## Given exercise
Please copy the following records word for word, starting at the line that contains "outline white pants" and continuing through the end of the records.

## Extracted records
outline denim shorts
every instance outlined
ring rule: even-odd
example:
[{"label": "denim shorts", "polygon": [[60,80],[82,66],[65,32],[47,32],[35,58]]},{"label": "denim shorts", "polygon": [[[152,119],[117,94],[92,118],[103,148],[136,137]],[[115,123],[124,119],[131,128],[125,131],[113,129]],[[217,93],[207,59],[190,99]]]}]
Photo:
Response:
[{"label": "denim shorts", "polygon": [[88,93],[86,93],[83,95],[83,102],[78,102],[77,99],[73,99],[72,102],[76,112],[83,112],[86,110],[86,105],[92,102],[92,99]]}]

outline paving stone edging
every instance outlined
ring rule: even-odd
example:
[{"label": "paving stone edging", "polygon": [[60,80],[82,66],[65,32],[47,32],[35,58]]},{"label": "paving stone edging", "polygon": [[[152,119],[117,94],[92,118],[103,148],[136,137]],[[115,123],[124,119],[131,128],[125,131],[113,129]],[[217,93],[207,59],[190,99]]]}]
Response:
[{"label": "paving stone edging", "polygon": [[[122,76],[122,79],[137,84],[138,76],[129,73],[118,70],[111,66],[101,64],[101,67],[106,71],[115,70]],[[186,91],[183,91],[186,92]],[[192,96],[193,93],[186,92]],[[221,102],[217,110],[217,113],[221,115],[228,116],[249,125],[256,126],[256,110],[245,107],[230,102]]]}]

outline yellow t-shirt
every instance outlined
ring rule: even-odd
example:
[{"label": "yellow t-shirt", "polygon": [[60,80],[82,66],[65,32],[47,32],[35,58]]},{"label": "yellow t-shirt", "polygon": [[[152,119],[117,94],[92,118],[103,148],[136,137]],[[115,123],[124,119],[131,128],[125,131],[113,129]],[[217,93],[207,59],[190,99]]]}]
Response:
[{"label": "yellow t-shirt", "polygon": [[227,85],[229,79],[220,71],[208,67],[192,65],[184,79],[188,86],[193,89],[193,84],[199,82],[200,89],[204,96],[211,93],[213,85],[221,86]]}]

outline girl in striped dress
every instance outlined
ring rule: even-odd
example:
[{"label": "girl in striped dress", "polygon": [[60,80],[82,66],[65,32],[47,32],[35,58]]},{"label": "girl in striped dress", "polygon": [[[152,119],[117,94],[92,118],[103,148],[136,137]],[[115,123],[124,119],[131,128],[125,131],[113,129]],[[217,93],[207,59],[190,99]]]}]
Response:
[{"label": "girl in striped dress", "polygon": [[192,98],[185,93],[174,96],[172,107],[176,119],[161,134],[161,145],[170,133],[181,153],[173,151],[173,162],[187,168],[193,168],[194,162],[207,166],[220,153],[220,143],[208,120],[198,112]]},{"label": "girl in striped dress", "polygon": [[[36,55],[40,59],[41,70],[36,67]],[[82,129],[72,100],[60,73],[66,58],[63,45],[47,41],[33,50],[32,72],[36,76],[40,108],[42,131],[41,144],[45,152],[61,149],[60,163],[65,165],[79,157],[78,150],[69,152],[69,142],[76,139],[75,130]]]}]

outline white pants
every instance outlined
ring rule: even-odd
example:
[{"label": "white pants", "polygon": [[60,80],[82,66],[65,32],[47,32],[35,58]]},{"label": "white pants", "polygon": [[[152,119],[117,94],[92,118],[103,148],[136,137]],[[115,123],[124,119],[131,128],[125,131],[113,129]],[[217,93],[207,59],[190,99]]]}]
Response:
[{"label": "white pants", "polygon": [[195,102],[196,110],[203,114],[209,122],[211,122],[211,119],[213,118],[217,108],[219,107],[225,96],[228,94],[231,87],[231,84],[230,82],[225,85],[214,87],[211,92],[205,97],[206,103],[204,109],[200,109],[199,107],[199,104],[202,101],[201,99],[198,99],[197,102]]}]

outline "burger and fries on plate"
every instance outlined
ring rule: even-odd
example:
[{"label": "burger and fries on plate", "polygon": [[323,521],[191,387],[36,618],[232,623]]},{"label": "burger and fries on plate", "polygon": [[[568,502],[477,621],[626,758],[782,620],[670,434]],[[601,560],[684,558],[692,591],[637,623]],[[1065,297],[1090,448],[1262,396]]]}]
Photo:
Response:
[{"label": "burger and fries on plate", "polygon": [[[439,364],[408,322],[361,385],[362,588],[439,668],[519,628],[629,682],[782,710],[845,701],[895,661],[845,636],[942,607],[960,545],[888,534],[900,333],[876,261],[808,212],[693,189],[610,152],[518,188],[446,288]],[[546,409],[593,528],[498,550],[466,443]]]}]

## Full output
outline white pants
every instance outlined
ring rule: even-odd
example:
[{"label": "white pants", "polygon": [[60,80],[82,66],[65,32],[47,32],[35,58]]},{"label": "white pants", "polygon": [[[152,119],[117,94],[92,118],[103,148],[136,137]],[[115,123],[124,119],[131,128],[125,131],[113,129]],[[217,93],[207,59],[190,99]]]}]
Response:
[{"label": "white pants", "polygon": [[195,102],[196,110],[203,114],[209,122],[211,122],[211,119],[213,118],[217,108],[219,107],[225,96],[228,94],[231,87],[231,84],[230,82],[225,85],[214,87],[211,92],[205,97],[206,103],[204,109],[200,109],[199,107],[199,104],[202,101],[201,99],[198,99],[197,102]]}]

outline "burger and fries on plate"
every instance outlined
ring rule: even-odd
example:
[{"label": "burger and fries on plate", "polygon": [[323,521],[191,387],[36,618],[232,623]]},{"label": "burger and fries on plate", "polygon": [[[568,502],[477,621],[626,758],[782,620],[670,434]],[[601,560],[684,558],[692,591],[637,623]],[[1065,297],[1090,448],[1262,396]]]}]
Photo:
Response:
[{"label": "burger and fries on plate", "polygon": [[[439,364],[408,322],[361,385],[362,588],[439,668],[519,628],[629,682],[782,710],[845,701],[895,661],[845,636],[942,607],[960,545],[888,534],[900,333],[876,261],[808,212],[693,189],[610,152],[518,188],[446,288]],[[546,409],[593,528],[498,550],[466,443]]]}]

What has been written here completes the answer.